◆ YOUR INSTRUCTIONS:
Copy out the whole listing exactly as written, leaving the pictures behind.
---------- DATA FOR ANALYSIS
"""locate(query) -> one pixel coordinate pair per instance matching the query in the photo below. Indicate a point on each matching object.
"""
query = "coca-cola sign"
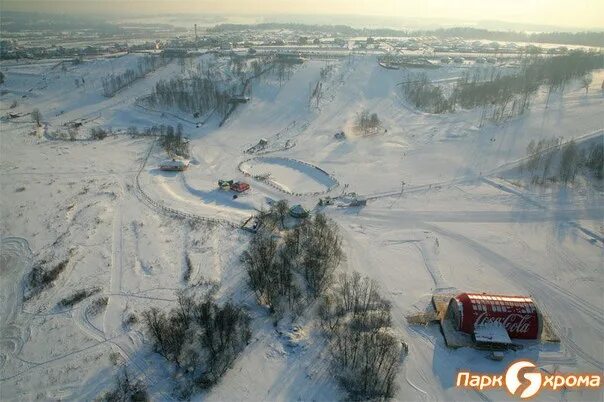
(513, 323)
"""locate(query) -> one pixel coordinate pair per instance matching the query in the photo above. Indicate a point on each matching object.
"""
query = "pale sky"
(572, 13)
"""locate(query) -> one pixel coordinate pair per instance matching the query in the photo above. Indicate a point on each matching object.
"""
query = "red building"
(518, 314)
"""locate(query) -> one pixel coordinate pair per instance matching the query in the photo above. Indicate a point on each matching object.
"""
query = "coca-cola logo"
(516, 323)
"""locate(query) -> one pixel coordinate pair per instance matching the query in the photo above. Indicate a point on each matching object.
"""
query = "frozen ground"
(460, 223)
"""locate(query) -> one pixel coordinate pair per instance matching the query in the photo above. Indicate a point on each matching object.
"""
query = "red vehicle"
(518, 314)
(240, 186)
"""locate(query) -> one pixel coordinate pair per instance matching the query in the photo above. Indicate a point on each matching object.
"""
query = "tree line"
(506, 95)
(550, 159)
(200, 338)
(114, 82)
(290, 267)
(567, 38)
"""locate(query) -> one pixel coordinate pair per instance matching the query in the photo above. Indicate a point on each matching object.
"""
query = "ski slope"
(461, 222)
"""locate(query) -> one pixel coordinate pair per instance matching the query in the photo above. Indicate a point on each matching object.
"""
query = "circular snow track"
(289, 175)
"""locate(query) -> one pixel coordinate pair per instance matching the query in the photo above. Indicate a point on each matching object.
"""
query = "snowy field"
(463, 222)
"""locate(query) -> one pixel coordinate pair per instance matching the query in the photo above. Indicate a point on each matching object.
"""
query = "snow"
(460, 224)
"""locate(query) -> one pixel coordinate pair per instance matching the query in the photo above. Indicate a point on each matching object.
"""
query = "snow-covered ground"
(125, 227)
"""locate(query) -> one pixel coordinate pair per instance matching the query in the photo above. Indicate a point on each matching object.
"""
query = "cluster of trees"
(126, 390)
(367, 123)
(507, 95)
(172, 140)
(425, 96)
(300, 263)
(114, 82)
(196, 95)
(201, 338)
(99, 133)
(286, 264)
(365, 350)
(41, 278)
(550, 159)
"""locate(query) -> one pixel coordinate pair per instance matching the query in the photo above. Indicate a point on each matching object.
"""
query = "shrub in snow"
(365, 351)
(201, 338)
(77, 297)
(126, 390)
(300, 262)
(40, 278)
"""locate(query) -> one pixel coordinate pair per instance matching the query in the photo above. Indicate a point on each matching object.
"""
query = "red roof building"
(518, 314)
(240, 186)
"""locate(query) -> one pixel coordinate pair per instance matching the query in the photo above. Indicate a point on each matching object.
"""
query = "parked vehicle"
(240, 186)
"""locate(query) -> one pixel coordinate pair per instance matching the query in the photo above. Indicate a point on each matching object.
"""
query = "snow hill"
(463, 221)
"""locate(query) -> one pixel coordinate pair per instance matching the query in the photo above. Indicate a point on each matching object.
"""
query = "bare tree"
(36, 117)
(281, 209)
(586, 81)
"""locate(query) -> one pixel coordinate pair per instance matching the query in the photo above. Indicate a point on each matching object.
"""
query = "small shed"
(240, 186)
(174, 164)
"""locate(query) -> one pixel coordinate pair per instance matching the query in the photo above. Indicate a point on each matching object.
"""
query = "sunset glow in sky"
(588, 14)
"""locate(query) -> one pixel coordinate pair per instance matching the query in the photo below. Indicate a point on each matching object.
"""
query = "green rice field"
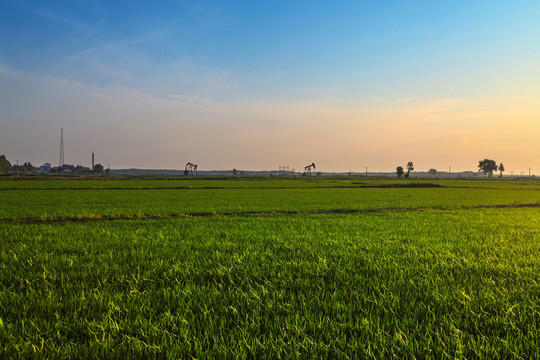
(269, 269)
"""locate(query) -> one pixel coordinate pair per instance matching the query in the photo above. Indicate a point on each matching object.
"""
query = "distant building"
(45, 167)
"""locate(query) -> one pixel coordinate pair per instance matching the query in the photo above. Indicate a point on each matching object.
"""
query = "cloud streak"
(132, 129)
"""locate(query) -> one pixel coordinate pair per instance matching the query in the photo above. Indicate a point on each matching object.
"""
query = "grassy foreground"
(460, 283)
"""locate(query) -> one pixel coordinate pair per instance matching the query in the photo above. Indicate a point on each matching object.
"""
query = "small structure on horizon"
(191, 169)
(45, 168)
(307, 169)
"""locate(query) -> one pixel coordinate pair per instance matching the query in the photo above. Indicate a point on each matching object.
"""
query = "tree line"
(27, 167)
(487, 166)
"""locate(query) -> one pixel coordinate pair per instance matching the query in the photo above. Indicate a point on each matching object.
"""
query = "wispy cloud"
(49, 15)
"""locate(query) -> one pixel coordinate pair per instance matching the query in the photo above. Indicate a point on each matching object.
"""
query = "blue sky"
(255, 73)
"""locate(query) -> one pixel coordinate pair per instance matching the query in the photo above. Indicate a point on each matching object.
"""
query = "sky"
(253, 85)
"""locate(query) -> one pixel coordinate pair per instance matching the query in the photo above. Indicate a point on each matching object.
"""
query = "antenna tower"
(61, 146)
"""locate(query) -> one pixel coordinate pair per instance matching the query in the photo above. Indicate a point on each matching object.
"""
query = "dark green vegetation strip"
(53, 204)
(274, 213)
(228, 281)
(432, 284)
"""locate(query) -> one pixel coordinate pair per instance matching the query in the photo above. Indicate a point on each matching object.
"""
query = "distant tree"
(399, 171)
(98, 168)
(501, 168)
(487, 166)
(5, 165)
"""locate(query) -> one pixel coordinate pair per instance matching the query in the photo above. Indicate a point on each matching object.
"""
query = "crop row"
(144, 202)
(453, 284)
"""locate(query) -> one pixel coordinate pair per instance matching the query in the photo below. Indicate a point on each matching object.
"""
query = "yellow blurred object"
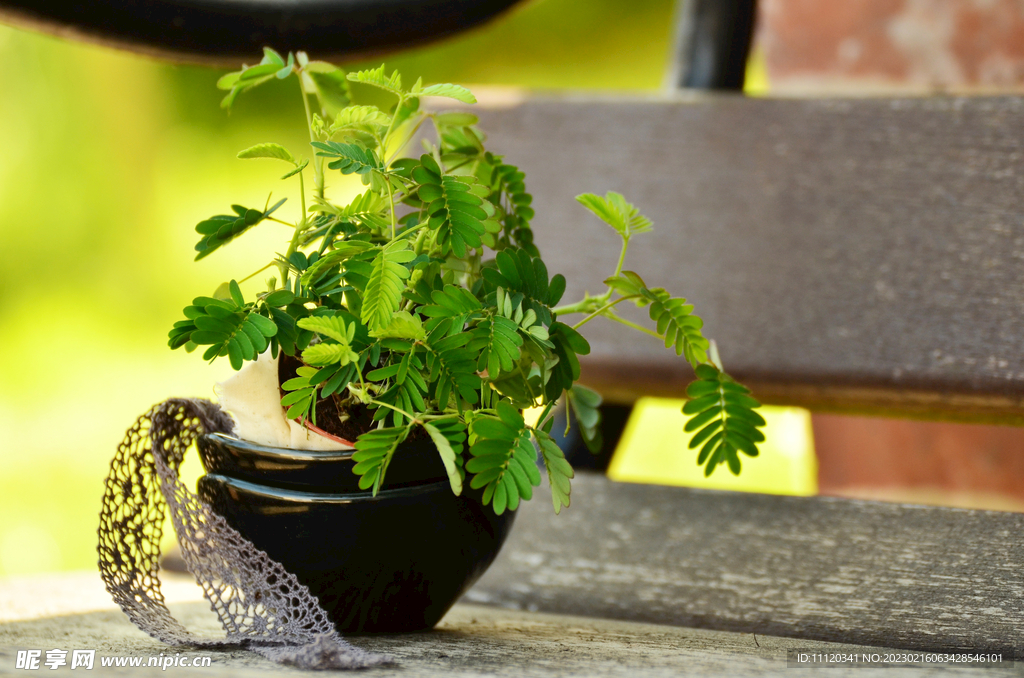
(654, 450)
(756, 80)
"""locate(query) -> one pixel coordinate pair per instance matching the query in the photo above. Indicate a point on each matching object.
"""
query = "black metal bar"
(716, 43)
(229, 32)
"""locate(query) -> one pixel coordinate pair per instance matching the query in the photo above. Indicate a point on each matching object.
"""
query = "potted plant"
(417, 322)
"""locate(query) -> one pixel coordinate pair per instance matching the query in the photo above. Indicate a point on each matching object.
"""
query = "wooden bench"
--------------------
◆ EXPECTED OUTPUT:
"""locate(query) -> one pixel coordinate pair per instance matching the query in the photo below. Indicate a point on each matching object.
"""
query = "coca-cola sign"
(513, 323)
"""locate(query) -> one pixel coordinate pair per instance matching the query in the photo above. Indicate a point on each matching object.
"""
query = "pale sky"
(572, 13)
"""locate(query) -> one pixel coordinate pair per instance matching the query in the photo above. Indicate a point on each matching object.
"""
query = "red building"
(518, 314)
"""locate(query) -> one pixel coordinate pair per instance matching the query in the photo above. Indicate a point on each matching object.
"""
query = "coca-cola logo"
(516, 323)
"""locate(query) -> one pixel coordinate pair per instance matching the query in the photo above. Indicate a point on each matching object.
"""
query = "frozen ground"
(460, 223)
"""locate(query) -> one pixel coordinate pair per instance matching the query in the photo above. Indicate a point on each matching object.
"""
query = "red vehicle"
(518, 314)
(240, 186)
"""locate(query) -> one pixel coordinate pair per instance matching the query in the photo above. Indicate a point on each matching object.
"""
query = "tree line"
(506, 95)
(550, 159)
(200, 338)
(114, 82)
(290, 267)
(567, 38)
"""locate(query) -> one pixel coordinate pair per instance matching the query in the photo above. Indicate a point on each matching object.
"""
query = "ski slope"
(461, 222)
"""locate(query) -> one pixel coordinate pair per instance matching the query in the photo above. Indicate a point on each matching object.
"""
query = "circular snow track"
(289, 175)
"""locate(query) -> one pixel coordinate pair per instance matching the query in the photo above. Indicate a point on each matching object.
"""
query = "snowy field"
(463, 222)
"""locate(query) -> one pixel coordinate pair per instance matching the query in the photo above. Indicate a point on each matching object.
"""
query = "snow"
(460, 224)
"""locate(query) -> one pixel coordinate pair per instance matching the query in the photo above. Indicate a point on each matching object.
"""
query = "snow-covered ground"
(125, 227)
"""locate(query) -> one pixel coordinate pair per instance matching the query in the photo above. Indicate a point on each matching object.
"""
query = "cluster of trees"
(126, 390)
(367, 123)
(507, 95)
(172, 140)
(425, 96)
(300, 263)
(114, 82)
(196, 95)
(201, 338)
(99, 133)
(286, 264)
(365, 350)
(41, 278)
(550, 159)
"""locate(query) -> one pixel coordinate pair per instance matching the query in the photo above. Indicate a point on each matching object.
"""
query = "shrub in snow"
(365, 351)
(201, 338)
(77, 297)
(126, 390)
(300, 262)
(40, 278)
"""locate(query) -> one pixel coordinate pair per instance matching the query in the photo above. Indicate a point on each matching object.
"""
query = "red roof building"
(518, 314)
(240, 186)
"""locate(query) -> one pixel coordinate pair per instance matching the query in the photo above. Indicate a point on each matching object.
"""
query = "parked vehicle"
(240, 186)
"""locate(query) -> one pixel coordinate pair per instance matching the query in the photo above. Indicate a point on each matching object.
"""
query = "snow hill"
(463, 221)
"""locate(query) -> one pixel coordinate pair per instance matching the query in the photo above. Indicate a point on each matching object.
"""
query = "bare tree"
(36, 117)
(281, 209)
(586, 81)
"""locate(query) -> one pixel coordinate pair per instance matching the query in the photo above. Indicate a point on each matching object.
"""
query = "small shed"
(240, 186)
(174, 164)
"""locate(query) -> one pixel coordinate pair per instance matching the query in the photo above. Indicate a point on each matching object.
"""
query = "sunset glow in sky"
(588, 14)
"""locate(query) -> one pixel coordinate pair per instance matching the query in the photo below. Indicate a point on each matching object.
"""
query = "green rice field"
(269, 269)
"""locate(query) -> one pixel coordinate pair per instance matching the query in the photo above. Indicate a point on each matching object.
"""
query = "distant building"
(45, 167)
"""locate(query) -> one pixel coordinate pair per instance matching the query in the photo above. Indicate a point on each matching object.
"""
query = "cloud streak"
(132, 129)
"""locate(query) -> one pixel coordinate pair per instance matching the query in the photo above. Indicate a point on each matching object.
"""
query = "grassy foreground"
(460, 283)
"""locate(query) -> one pixel coordinate pair per instance matching the query in the photo above. Indicate a point on each matching object.
"""
query = "small structure on horizon"
(191, 169)
(45, 168)
(307, 169)
"""locate(query) -> one pixel coordinate pair per instance matching the query in the photo above. Indicate a point on each matching object.
"""
query = "tree line"
(27, 167)
(487, 166)
"""locate(query) -> one pixel coordinate pair per instance matching the query in the photo above. Indicate a point on each matching object.
"""
query = "wispy cloud"
(49, 15)
"""locate(query) -> one pixel coordinate pair per instance matching the query in the photo above. Indicate a point on each matching object.
"""
query = "blue sky"
(255, 73)
"""locate(query) -> one pixel coordinate pair per instance matching the query in the photo above. Indicate a point on each matching object.
"""
query = "sky"
(253, 85)
"""locate(query) -> one pixel coordinate pair per instance matching the query in the photo above. Indicate a point on each matching object.
"""
query = "antenna tower"
(61, 146)
"""locate(query) -> one pixel coordinate pair per instance matching the query in the photo above. Indicate a point on each matching object.
"""
query = "dark green vegetation strip"
(53, 204)
(274, 213)
(228, 281)
(432, 284)
"""locate(query) -> one pixel coordinate pair per instance matching the query in the photo above. Indicate a point on each matching object.
"""
query = "distant tree"
(399, 171)
(98, 168)
(501, 168)
(487, 166)
(5, 165)
"""locate(query) -> one pixel coordinate pair per instance matching the query in the photo above. Indicate a point on each matching object.
"""
query = "crop row"
(144, 202)
(453, 284)
"""locate(query) -> one pixel coordinate pair per instance matching the query in the photo below. Indicate a point on each matching object.
"""
query = "yellow blurred object"
(654, 450)
(756, 80)
"""locate(query) -> one pixel coordinate pair per instance matching the query in the photo above. Indicate a point on each matching object.
"""
query = "black metal bar"
(716, 43)
(229, 32)
"""locate(query) -> one pixel coordinate pair per instance matching the query in the photo above. Indicate a point on each matching object.
"""
query = "potted plant"
(417, 322)
"""locate(query) -> one pixel coordinate pair per instance matching the query in the photo above. Indicate a point on each matching object.
"""
query = "wooden bench"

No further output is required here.